* _Fragen_
1. Gib den Abschnitt des Textes über die Wülzburg, der mit den Worten „Den aktuellen Stand“ beginnt und mit „1000 Kubikmeter auf.“ endet, noch einmal wieder und ersetze darin „Mammutaufgabe“ durch „Herkulesaufgabe“.
2. Wie viele Kubikmeter Raum umfassen laut dem Text über die Wülzburg die beiden Schlossflügel?

Mammutprojekt Wülzburg

24.1.2012, 08:30 Uhr
Mammutprojekt Wülzburg

© Renner (Archivfoto)

Den aktuellen Stand der Dinge stellte dem Bauausschuss Dr.-Ingenieur Norbert Bergmann aus Pfaffenhofen/Ilm vor, der mit seinem Büro seit vielen Jahren die Sanierungsmaßnahmen an dem einzigartigen Renaissancebauwerk betreut. Er machte einmal mehr deutlich, dass der Erhalt der Wülzburg eine Mammutaufgabe ist, alleine wegen ihrer Dimensionen. Sie hat eine Fläche von 73 000 Quadratmeter. Der mit der Festung umbaute Raum misst 317 750 Kubikmeter. Und die beiden Schlossflügel umfassen einen Raum von 51 150 Kubikmeter. Zum Vergleich: Ein etwas größeres Einfamilienhaus weist 1000 Kubikmeter auf.

* _Datenauszüge_
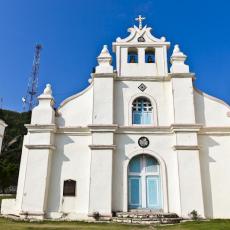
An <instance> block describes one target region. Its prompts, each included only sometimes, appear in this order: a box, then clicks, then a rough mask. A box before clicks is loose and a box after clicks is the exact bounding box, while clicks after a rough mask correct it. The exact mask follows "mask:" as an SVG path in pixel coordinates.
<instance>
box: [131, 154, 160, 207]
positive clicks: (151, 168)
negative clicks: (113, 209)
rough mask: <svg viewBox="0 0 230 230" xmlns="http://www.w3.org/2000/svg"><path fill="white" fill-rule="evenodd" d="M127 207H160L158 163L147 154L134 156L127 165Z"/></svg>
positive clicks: (150, 156) (159, 188)
mask: <svg viewBox="0 0 230 230" xmlns="http://www.w3.org/2000/svg"><path fill="white" fill-rule="evenodd" d="M128 190H129V192H128V196H129V198H128V205H129V209H138V208H144V209H145V208H146V209H155V210H159V209H161V208H162V196H161V183H160V165H159V163H158V161H157V160H156V159H155V158H154V157H152V156H149V155H146V154H142V155H138V156H136V157H134V158H133V159H132V160H131V161H130V163H129V167H128Z"/></svg>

* _Lösungen_
1.
Den aktuellen Stand der Dinge stellte dem Bauausschuss Dr.-Ingenieur Norbert Bergmann aus Pfaffenhofen/Ilm vor, der mit seinem Büro seit vielen Jahren die Sanierungsmaßnahmen an dem einzigartigen Renaissancebauwerk betreut. Er machte einmal mehr deutlich, dass der Erhalt der Wülzburg eine Herkulesaufgabe ist, alleine wegen ihrer Dimensionen. Sie hat eine Fläche von 73 000 Quadratmeter. Der mit der Festung umbaute Raum misst 317 750 Kubikmeter. Und die beiden Schlossflügel umfassen einen Raum von 51 150 Kubikmeter. Zum Vergleich: Ein etwas größeres Einfamilienhaus weist 1000 Kubikmeter auf.

2. 51 150 Kubikmeter.